GIVEN INSTRUCTION ▸
Exactly reproduce the line containing "of the high" and all later lines to the end of the entries, leaving the pictures out of your copy.

──────── DATA EXTRACT ────────

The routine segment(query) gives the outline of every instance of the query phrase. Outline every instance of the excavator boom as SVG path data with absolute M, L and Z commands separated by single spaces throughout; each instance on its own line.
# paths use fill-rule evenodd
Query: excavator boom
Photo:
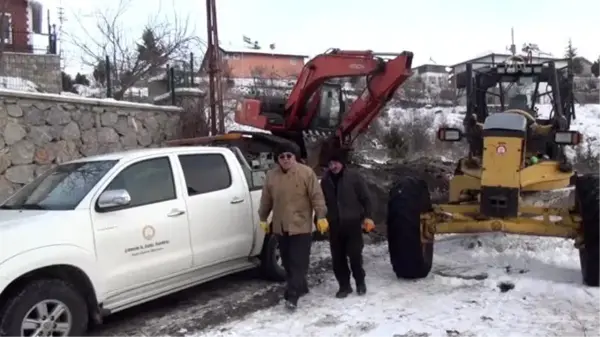
M 293 142 L 306 163 L 319 171 L 328 153 L 336 148 L 350 149 L 390 101 L 394 93 L 411 75 L 412 52 L 402 52 L 385 60 L 370 50 L 343 51 L 333 49 L 311 59 L 298 76 L 289 96 L 247 98 L 238 103 L 235 121 L 238 124 L 270 131 L 269 137 L 241 131 L 231 135 L 172 141 L 175 145 L 241 144 L 249 152 L 264 153 L 265 146 Z M 346 109 L 341 85 L 328 81 L 342 77 L 365 77 L 363 93 Z M 333 92 L 338 92 L 339 104 Z M 336 110 L 337 107 L 337 110 Z M 307 140 L 307 133 L 324 134 L 325 139 Z M 312 136 L 311 136 L 312 137 Z M 309 142 L 316 143 L 308 146 Z M 262 144 L 250 146 L 249 143 Z M 307 151 L 308 148 L 312 151 Z M 260 148 L 260 150 L 258 150 Z M 313 152 L 309 154 L 308 152 Z M 254 154 L 252 155 L 254 156 Z

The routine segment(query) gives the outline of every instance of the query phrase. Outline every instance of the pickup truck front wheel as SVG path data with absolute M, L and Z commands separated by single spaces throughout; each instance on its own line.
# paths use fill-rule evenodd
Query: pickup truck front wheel
M 275 282 L 285 281 L 285 269 L 279 253 L 279 240 L 275 235 L 265 235 L 260 260 L 262 273 L 267 279 Z
M 61 280 L 37 280 L 8 299 L 0 312 L 0 336 L 81 337 L 88 323 L 87 304 Z

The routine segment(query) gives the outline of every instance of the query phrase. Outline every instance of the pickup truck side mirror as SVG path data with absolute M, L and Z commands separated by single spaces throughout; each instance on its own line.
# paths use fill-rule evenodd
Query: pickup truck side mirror
M 108 190 L 102 192 L 98 198 L 98 208 L 108 209 L 127 206 L 131 202 L 131 195 L 127 190 Z
M 267 179 L 267 171 L 252 171 L 252 187 L 262 187 Z

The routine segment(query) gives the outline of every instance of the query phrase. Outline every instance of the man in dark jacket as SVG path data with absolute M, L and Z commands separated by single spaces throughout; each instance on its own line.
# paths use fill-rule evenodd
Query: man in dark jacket
M 321 187 L 328 210 L 333 272 L 340 286 L 336 297 L 344 298 L 352 293 L 350 271 L 356 282 L 356 292 L 364 295 L 367 286 L 362 233 L 375 227 L 367 185 L 357 172 L 346 167 L 346 153 L 336 152 L 329 159 L 329 170 L 321 179 Z

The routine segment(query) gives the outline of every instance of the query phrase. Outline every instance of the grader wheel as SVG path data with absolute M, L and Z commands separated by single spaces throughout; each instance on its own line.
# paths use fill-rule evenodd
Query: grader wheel
M 583 283 L 600 286 L 600 175 L 590 174 L 575 181 L 575 202 L 581 215 L 583 246 L 579 263 Z
M 422 242 L 420 219 L 431 208 L 427 184 L 421 179 L 402 177 L 389 192 L 388 247 L 398 278 L 424 278 L 431 271 L 433 241 Z

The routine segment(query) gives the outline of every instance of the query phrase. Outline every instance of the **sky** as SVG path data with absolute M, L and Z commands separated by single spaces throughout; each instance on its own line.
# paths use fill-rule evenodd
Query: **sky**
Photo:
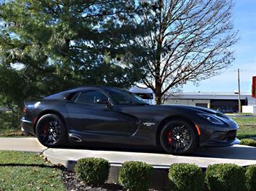
M 240 70 L 241 92 L 250 93 L 252 77 L 256 75 L 256 0 L 236 0 L 233 8 L 234 29 L 239 40 L 233 47 L 235 60 L 223 73 L 200 81 L 199 85 L 184 85 L 183 92 L 229 92 L 238 90 L 237 69 Z

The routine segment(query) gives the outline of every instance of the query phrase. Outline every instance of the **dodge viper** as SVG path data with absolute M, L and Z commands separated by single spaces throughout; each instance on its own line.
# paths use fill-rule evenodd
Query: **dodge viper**
M 22 129 L 54 147 L 74 142 L 161 146 L 169 154 L 238 144 L 237 124 L 202 107 L 146 103 L 112 87 L 80 87 L 25 102 Z

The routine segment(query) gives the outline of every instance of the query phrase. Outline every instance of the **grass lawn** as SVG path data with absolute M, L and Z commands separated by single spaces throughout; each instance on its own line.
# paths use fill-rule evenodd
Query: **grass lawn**
M 0 190 L 66 190 L 61 175 L 37 154 L 0 152 Z
M 256 116 L 231 117 L 239 126 L 237 131 L 239 139 L 252 138 L 256 139 Z

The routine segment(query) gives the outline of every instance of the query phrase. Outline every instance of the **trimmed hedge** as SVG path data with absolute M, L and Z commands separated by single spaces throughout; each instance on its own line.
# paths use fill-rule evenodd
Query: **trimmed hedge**
M 206 183 L 209 190 L 245 190 L 244 172 L 242 167 L 234 164 L 210 165 L 206 172 Z
M 120 169 L 118 182 L 130 190 L 147 190 L 151 183 L 152 166 L 142 162 L 125 162 Z
M 240 144 L 256 146 L 256 141 L 252 139 L 241 139 Z
M 77 161 L 75 171 L 77 176 L 86 184 L 102 185 L 108 177 L 110 165 L 102 158 L 85 158 Z
M 173 190 L 204 190 L 204 174 L 195 164 L 173 164 L 169 169 L 169 179 Z
M 256 190 L 256 164 L 246 168 L 245 177 L 247 190 L 249 191 Z

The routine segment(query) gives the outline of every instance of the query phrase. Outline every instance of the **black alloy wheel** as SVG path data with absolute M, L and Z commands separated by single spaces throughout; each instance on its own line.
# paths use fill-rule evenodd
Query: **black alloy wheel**
M 38 141 L 48 147 L 61 145 L 66 140 L 64 124 L 55 114 L 43 116 L 36 125 L 35 133 Z
M 193 152 L 198 144 L 198 136 L 189 123 L 173 120 L 162 129 L 160 143 L 169 154 L 183 154 Z

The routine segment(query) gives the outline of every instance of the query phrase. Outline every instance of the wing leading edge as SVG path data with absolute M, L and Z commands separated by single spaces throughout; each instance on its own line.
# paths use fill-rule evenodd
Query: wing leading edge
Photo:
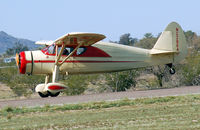
M 56 39 L 55 41 L 37 41 L 36 44 L 40 45 L 51 45 L 55 43 L 56 45 L 79 45 L 90 46 L 98 41 L 101 41 L 105 38 L 103 34 L 98 33 L 81 33 L 73 32 L 65 34 L 64 36 Z

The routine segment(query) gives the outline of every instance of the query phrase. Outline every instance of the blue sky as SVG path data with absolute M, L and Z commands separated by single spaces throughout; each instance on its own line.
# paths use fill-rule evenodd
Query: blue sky
M 30 40 L 97 32 L 108 40 L 157 35 L 171 21 L 200 34 L 199 0 L 0 0 L 0 30 Z

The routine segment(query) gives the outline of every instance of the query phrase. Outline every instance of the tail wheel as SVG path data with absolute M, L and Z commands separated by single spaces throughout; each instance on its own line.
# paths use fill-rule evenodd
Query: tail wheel
M 175 73 L 176 73 L 176 71 L 175 71 L 175 69 L 174 69 L 174 68 L 170 68 L 170 69 L 169 69 L 169 73 L 170 73 L 170 74 L 175 74 Z
M 49 91 L 47 91 L 47 92 L 48 92 L 48 95 L 51 97 L 57 97 L 60 94 L 60 92 L 57 92 L 57 93 L 51 93 Z
M 39 95 L 40 95 L 40 97 L 42 97 L 42 98 L 46 98 L 46 97 L 48 97 L 48 96 L 49 96 L 49 94 L 48 94 L 48 93 L 44 94 L 44 93 L 38 92 L 38 94 L 39 94 Z

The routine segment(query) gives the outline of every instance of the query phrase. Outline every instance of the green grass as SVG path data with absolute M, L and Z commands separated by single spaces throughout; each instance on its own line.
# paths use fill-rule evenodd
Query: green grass
M 200 129 L 200 95 L 0 110 L 2 129 Z

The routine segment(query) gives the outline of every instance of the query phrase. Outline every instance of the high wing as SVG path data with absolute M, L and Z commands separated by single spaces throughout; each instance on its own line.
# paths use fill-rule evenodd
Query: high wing
M 35 44 L 38 44 L 38 45 L 45 45 L 45 46 L 50 46 L 50 45 L 52 45 L 53 43 L 54 43 L 54 41 L 44 41 L 44 40 L 35 42 Z
M 97 33 L 80 33 L 80 32 L 74 32 L 74 33 L 68 33 L 54 41 L 56 45 L 79 45 L 82 44 L 82 46 L 90 46 L 100 40 L 103 40 L 105 38 L 102 34 Z

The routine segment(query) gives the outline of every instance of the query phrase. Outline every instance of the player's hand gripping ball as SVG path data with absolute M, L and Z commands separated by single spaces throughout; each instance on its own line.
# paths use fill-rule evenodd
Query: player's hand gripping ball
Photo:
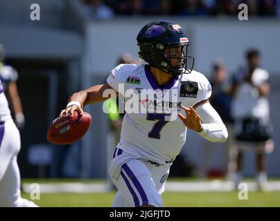
M 91 124 L 91 116 L 74 111 L 73 116 L 59 117 L 51 124 L 46 139 L 55 144 L 72 144 L 82 138 Z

────────

THE REPLY ▸
The routine segment(query) gives the outline of every instance of the query phrase. Outline every instance of the high wing as SVG path data with absolute M, L and Z commands separated by single spaces throughout; each instance on its own line.
# paths use fill-rule evenodd
Query: high wing
M 35 44 L 38 44 L 38 45 L 45 45 L 45 46 L 50 46 L 50 45 L 52 45 L 53 43 L 54 43 L 54 41 L 44 41 L 44 40 L 35 42 Z
M 97 33 L 80 33 L 80 32 L 74 32 L 74 33 L 68 33 L 54 41 L 56 45 L 79 45 L 82 44 L 82 46 L 90 46 L 100 40 L 103 40 L 105 38 L 102 34 Z

The routine segment(query) gives the outline of every instance of the query phrase. Outline every instance of the player's hand gripping ball as SVG path data with absolute M, L and Z commands separated by single spaces throughout; each instance on its own line.
# paths use fill-rule evenodd
Query: player's hand gripping ball
Photo:
M 91 124 L 91 116 L 74 111 L 73 116 L 59 117 L 51 124 L 46 139 L 55 144 L 72 144 L 82 138 Z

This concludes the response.